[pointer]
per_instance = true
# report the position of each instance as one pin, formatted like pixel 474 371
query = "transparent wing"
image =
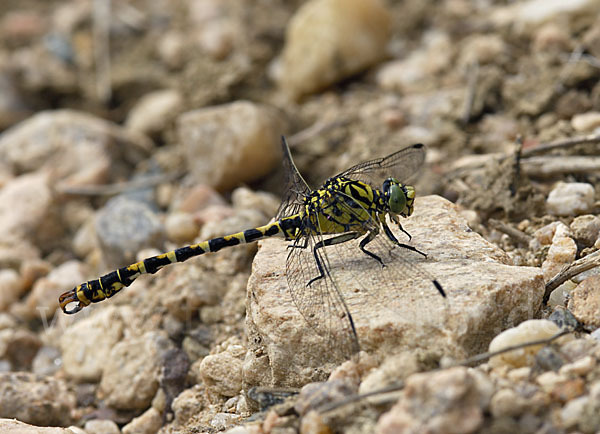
pixel 321 303
pixel 364 280
pixel 296 189
pixel 400 165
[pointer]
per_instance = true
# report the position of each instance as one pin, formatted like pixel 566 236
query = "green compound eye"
pixel 397 200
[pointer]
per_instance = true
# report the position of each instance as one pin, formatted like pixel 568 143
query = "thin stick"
pixel 579 266
pixel 119 187
pixel 471 360
pixel 101 34
pixel 560 144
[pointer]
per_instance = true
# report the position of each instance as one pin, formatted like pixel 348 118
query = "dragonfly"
pixel 351 208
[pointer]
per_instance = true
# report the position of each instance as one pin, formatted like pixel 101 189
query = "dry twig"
pixel 579 266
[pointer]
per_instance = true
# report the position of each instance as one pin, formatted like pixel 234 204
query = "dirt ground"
pixel 505 95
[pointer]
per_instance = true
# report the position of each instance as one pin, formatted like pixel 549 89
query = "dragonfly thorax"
pixel 398 197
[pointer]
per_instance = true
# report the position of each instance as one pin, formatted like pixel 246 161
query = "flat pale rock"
pixel 485 295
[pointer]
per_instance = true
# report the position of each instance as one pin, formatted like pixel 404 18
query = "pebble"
pixel 573 410
pixel 558 297
pixel 75 147
pixel 148 422
pixel 154 112
pixel 586 229
pixel 129 382
pixel 585 302
pixel 11 288
pixel 562 252
pixel 570 198
pixel 87 343
pixel 41 300
pixel 125 226
pixel 527 331
pixel 101 426
pixel 181 227
pixel 221 373
pixel 38 401
pixel 507 402
pixel 230 144
pixel 459 409
pixel 329 40
pixel 483 49
pixel 586 121
pixel 25 204
pixel 404 74
pixel 579 367
pixel 188 404
pixel 47 361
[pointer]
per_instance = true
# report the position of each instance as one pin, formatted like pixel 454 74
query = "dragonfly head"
pixel 400 197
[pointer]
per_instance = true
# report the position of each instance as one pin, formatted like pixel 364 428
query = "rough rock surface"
pixel 485 294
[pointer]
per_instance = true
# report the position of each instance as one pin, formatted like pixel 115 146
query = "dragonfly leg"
pixel 391 236
pixel 329 242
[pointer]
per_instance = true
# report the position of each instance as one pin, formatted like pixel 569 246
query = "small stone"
pixel 586 229
pixel 551 37
pixel 579 367
pixel 459 409
pixel 47 361
pixel 125 226
pixel 564 318
pixel 37 400
pixel 171 49
pixel 568 199
pixel 507 402
pixel 86 344
pixel 148 422
pixel 101 426
pixel 221 373
pixel 483 49
pixel 41 301
pixel 222 421
pixel 562 252
pixel 572 411
pixel 130 375
pixel 188 404
pixel 586 121
pixel 230 144
pixel 314 395
pixel 313 423
pixel 558 297
pixel 585 302
pixel 527 331
pixel 181 227
pixel 329 40
pixel 404 74
pixel 548 358
pixel 154 112
pixel 11 287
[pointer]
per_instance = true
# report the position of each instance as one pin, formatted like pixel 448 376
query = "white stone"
pixel 328 40
pixel 586 121
pixel 573 198
pixel 230 144
pixel 527 331
pixel 476 275
pixel 154 111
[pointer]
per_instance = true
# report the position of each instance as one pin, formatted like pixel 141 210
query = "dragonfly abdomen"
pixel 108 285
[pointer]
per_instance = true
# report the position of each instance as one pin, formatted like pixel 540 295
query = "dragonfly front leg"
pixel 392 238
pixel 329 242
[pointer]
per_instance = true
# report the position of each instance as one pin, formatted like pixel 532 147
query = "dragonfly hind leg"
pixel 391 236
pixel 329 242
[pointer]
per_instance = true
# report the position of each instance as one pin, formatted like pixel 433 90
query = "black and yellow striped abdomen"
pixel 108 285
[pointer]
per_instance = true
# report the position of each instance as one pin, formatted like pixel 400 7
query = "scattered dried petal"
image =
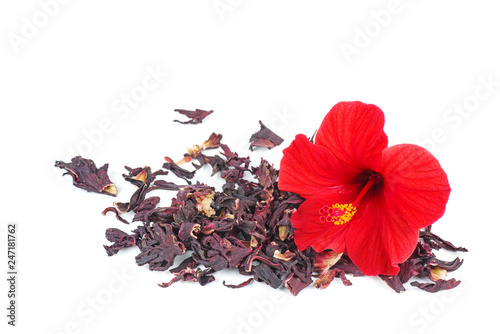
pixel 86 175
pixel 196 116
pixel 264 138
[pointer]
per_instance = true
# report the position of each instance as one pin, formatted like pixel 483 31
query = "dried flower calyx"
pixel 87 176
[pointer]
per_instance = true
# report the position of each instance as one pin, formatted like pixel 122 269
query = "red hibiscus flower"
pixel 362 197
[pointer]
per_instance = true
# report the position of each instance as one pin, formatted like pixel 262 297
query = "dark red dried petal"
pixel 264 138
pixel 119 239
pixel 237 286
pixel 438 286
pixel 394 282
pixel 196 116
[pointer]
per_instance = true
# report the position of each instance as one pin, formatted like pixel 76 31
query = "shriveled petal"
pixel 354 133
pixel 308 169
pixel 310 231
pixel 379 239
pixel 415 185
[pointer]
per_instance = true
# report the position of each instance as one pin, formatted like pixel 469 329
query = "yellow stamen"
pixel 337 214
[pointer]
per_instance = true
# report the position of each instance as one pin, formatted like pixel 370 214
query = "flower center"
pixel 339 214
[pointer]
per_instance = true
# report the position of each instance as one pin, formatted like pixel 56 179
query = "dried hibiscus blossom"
pixel 360 192
pixel 195 116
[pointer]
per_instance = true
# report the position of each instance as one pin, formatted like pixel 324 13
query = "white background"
pixel 63 79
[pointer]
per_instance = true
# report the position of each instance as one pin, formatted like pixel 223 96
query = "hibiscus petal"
pixel 379 239
pixel 354 133
pixel 309 231
pixel 415 185
pixel 308 169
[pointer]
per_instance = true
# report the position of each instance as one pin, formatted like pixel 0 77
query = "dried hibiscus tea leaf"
pixel 195 116
pixel 86 175
pixel 438 286
pixel 264 138
pixel 237 286
pixel 212 142
pixel 119 239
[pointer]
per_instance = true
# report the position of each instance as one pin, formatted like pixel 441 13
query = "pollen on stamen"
pixel 337 214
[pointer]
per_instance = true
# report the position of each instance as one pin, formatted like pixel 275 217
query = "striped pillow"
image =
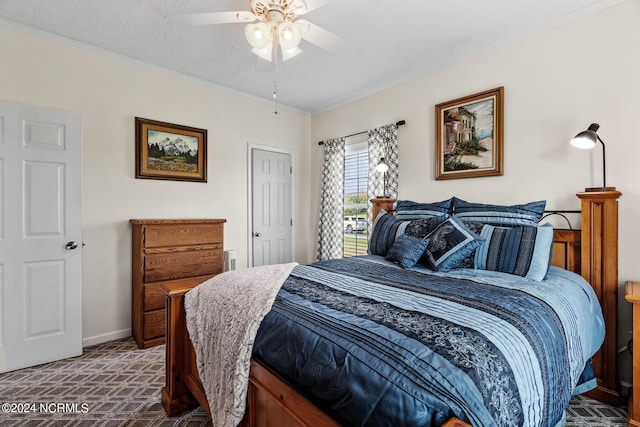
pixel 386 229
pixel 407 250
pixel 515 215
pixel 407 209
pixel 523 251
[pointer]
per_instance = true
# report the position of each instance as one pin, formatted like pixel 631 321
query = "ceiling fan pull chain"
pixel 275 89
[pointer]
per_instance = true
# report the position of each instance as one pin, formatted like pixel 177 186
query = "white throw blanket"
pixel 223 316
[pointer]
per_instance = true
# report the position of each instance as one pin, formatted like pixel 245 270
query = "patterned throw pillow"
pixel 407 209
pixel 449 244
pixel 407 250
pixel 523 251
pixel 515 215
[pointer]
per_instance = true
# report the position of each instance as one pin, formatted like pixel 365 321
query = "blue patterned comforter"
pixel 374 345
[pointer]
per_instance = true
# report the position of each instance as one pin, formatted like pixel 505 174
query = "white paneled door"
pixel 271 204
pixel 40 236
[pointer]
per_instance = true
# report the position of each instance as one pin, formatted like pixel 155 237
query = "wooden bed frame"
pixel 591 251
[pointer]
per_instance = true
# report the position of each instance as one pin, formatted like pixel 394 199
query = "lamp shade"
pixel 382 166
pixel 586 139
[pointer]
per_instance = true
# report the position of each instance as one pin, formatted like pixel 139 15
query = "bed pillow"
pixel 422 227
pixel 384 232
pixel 387 228
pixel 449 244
pixel 407 250
pixel 523 251
pixel 515 215
pixel 407 209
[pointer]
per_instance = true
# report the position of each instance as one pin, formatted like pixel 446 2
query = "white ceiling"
pixel 384 42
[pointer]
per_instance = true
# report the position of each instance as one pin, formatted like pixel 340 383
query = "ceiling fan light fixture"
pixel 289 36
pixel 264 53
pixel 258 35
pixel 290 53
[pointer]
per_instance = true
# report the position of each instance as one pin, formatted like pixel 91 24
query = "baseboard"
pixel 102 338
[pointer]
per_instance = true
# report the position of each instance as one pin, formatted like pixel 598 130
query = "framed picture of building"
pixel 169 151
pixel 469 136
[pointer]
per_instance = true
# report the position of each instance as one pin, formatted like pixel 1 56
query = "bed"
pixel 444 374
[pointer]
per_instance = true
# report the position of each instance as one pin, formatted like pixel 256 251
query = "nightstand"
pixel 632 294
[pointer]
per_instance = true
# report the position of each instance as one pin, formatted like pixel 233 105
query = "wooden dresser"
pixel 166 251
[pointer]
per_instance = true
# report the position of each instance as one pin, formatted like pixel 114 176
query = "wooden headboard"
pixel 591 252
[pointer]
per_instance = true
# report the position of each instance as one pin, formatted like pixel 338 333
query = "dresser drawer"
pixel 182 234
pixel 175 265
pixel 155 296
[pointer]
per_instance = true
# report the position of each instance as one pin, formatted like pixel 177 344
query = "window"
pixel 356 170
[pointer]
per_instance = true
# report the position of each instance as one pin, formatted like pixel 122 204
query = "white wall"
pixel 109 92
pixel 556 84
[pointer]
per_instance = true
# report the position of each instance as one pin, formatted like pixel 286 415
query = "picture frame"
pixel 469 136
pixel 169 151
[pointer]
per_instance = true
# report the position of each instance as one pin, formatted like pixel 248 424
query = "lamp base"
pixel 599 189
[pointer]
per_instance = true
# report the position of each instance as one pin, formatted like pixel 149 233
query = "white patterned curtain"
pixel 330 238
pixel 382 143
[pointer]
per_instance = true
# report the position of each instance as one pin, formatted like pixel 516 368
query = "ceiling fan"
pixel 273 24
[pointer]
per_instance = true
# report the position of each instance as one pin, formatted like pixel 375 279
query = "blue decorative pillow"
pixel 449 244
pixel 525 214
pixel 407 209
pixel 407 250
pixel 422 227
pixel 384 232
pixel 524 251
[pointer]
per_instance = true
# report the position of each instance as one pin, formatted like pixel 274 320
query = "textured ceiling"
pixel 384 42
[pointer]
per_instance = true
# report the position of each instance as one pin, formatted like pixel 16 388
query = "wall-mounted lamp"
pixel 586 140
pixel 383 167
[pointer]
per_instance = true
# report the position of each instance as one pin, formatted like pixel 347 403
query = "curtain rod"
pixel 398 123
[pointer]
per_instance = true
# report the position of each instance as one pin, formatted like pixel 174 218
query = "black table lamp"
pixel 383 167
pixel 586 140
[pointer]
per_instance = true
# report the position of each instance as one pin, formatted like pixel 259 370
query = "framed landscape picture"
pixel 169 151
pixel 469 136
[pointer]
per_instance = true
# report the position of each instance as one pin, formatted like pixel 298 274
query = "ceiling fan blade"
pixel 307 6
pixel 323 38
pixel 212 18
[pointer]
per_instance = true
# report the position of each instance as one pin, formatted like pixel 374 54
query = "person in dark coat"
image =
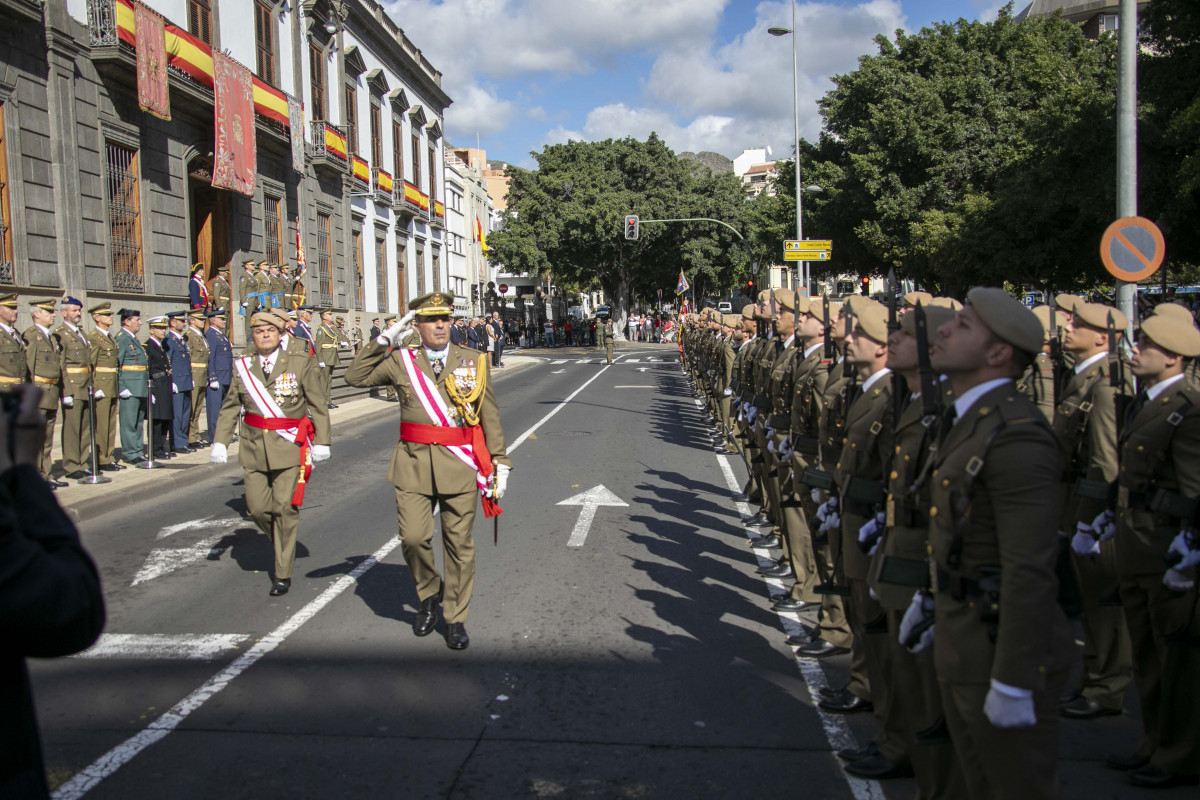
pixel 161 405
pixel 220 367
pixel 51 602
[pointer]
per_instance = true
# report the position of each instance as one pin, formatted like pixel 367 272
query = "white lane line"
pixel 118 757
pixel 187 647
pixel 837 732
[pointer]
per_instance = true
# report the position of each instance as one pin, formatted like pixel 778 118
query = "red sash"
pixel 473 435
pixel 305 434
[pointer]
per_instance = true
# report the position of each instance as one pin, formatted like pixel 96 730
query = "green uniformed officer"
pixel 75 353
pixel 1156 518
pixel 105 377
pixel 13 367
pixel 447 400
pixel 198 354
pixel 1002 644
pixel 132 386
pixel 281 396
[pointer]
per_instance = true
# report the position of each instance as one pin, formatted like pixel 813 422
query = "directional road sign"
pixel 1132 248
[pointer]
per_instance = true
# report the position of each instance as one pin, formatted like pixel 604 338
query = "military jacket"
pixel 1159 453
pixel 75 353
pixel 994 507
pixel 419 467
pixel 103 362
pixel 13 367
pixel 295 385
pixel 132 364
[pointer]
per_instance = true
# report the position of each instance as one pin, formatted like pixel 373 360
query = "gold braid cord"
pixel 466 402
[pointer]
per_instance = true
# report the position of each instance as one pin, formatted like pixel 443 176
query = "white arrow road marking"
pixel 597 495
pixel 189 647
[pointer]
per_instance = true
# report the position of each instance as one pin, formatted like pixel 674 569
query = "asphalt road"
pixel 637 661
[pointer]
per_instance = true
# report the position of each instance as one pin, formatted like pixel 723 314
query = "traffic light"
pixel 631 226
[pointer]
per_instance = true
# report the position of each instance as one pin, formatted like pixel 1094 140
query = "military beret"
pixel 873 322
pixel 1173 335
pixel 1007 318
pixel 913 298
pixel 1095 314
pixel 935 317
pixel 265 318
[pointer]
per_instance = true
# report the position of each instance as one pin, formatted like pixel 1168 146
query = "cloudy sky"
pixel 703 73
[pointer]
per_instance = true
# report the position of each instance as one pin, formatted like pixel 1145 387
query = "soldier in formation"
pixel 946 487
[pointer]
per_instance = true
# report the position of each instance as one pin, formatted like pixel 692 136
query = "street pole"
pixel 1127 138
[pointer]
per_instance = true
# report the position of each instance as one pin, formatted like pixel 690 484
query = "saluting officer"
pixel 75 350
pixel 132 385
pixel 105 374
pixel 283 432
pixel 1156 525
pixel 1002 645
pixel 451 446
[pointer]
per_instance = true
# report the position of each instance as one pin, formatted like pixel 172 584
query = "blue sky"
pixel 702 73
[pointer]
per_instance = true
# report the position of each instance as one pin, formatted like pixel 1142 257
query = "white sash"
pixel 261 396
pixel 436 408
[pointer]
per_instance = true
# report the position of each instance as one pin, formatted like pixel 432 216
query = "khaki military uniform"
pixel 105 374
pixel 270 462
pixel 426 474
pixel 75 353
pixel 994 536
pixel 1159 453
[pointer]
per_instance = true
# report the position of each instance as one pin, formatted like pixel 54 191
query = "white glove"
pixel 1085 542
pixel 502 480
pixel 918 615
pixel 1008 707
pixel 1104 525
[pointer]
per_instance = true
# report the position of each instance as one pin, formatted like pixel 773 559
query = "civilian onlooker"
pixel 51 603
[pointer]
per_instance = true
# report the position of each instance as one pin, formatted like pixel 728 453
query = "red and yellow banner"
pixel 417 197
pixel 383 181
pixel 193 56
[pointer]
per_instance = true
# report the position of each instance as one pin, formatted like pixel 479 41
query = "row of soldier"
pixel 173 378
pixel 949 486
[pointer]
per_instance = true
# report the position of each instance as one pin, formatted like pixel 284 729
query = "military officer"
pixel 198 354
pixel 133 386
pixel 447 400
pixel 45 364
pixel 161 389
pixel 105 377
pixel 1155 527
pixel 325 344
pixel 1002 645
pixel 76 355
pixel 180 382
pixel 220 368
pixel 279 439
pixel 1085 422
pixel 13 368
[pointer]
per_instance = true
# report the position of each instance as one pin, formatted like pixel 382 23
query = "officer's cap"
pixel 1173 335
pixel 1007 318
pixel 435 304
pixel 1095 314
pixel 265 318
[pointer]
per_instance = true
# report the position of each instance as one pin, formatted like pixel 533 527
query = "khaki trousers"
pixel 1005 764
pixel 269 501
pixel 414 511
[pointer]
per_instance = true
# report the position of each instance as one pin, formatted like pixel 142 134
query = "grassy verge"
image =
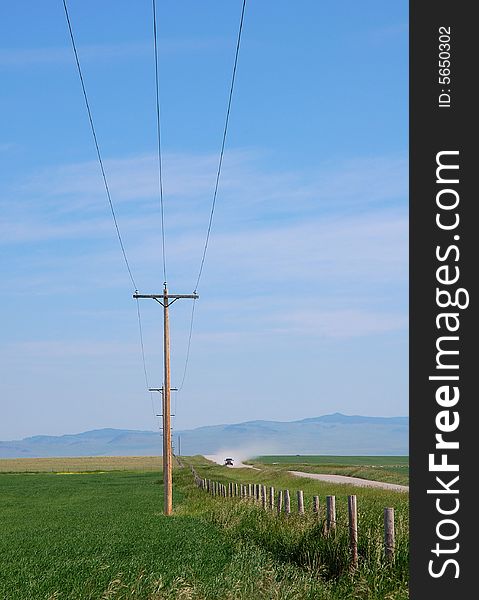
pixel 390 469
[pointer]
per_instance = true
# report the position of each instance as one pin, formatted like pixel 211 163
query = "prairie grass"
pixel 80 464
pixel 103 536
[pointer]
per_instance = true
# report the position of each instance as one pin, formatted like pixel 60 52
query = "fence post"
pixel 331 513
pixel 287 502
pixel 389 541
pixel 279 505
pixel 300 502
pixel 353 529
pixel 264 497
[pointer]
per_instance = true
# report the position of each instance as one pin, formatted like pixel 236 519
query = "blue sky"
pixel 303 300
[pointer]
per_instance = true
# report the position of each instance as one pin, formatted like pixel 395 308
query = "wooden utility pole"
pixel 164 300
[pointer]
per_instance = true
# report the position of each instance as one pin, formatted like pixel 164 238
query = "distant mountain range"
pixel 335 434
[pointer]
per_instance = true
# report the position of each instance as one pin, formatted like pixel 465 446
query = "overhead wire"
pixel 92 126
pixel 142 345
pixel 158 129
pixel 220 162
pixel 107 189
pixel 215 193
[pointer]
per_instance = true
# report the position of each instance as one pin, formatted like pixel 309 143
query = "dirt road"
pixel 236 465
pixel 353 481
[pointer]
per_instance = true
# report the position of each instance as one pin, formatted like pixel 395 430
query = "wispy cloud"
pixel 58 55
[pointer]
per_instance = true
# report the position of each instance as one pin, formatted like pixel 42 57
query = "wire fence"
pixel 280 502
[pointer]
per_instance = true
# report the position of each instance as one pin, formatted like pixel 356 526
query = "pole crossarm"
pixel 157 296
pixel 166 300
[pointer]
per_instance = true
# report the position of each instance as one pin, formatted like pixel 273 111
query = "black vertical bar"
pixel 443 118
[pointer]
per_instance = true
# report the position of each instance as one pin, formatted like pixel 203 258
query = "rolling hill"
pixel 336 434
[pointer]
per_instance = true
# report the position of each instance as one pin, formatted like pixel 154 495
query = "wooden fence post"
pixel 287 502
pixel 331 513
pixel 300 502
pixel 353 529
pixel 264 497
pixel 389 541
pixel 279 505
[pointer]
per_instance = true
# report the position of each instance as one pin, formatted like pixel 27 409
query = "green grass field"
pixel 390 469
pixel 102 536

+++

* **Your task**:
Locate every line in the entries above that contains the word "dried" and copy each of those lines.

* **Output for this exercise**:
query = "scattered dried petal"
query = "dried flower calyx"
query = "dark red dried petal"
query = "dried hibiscus blossom"
query = "dried hibiscus tea leaf"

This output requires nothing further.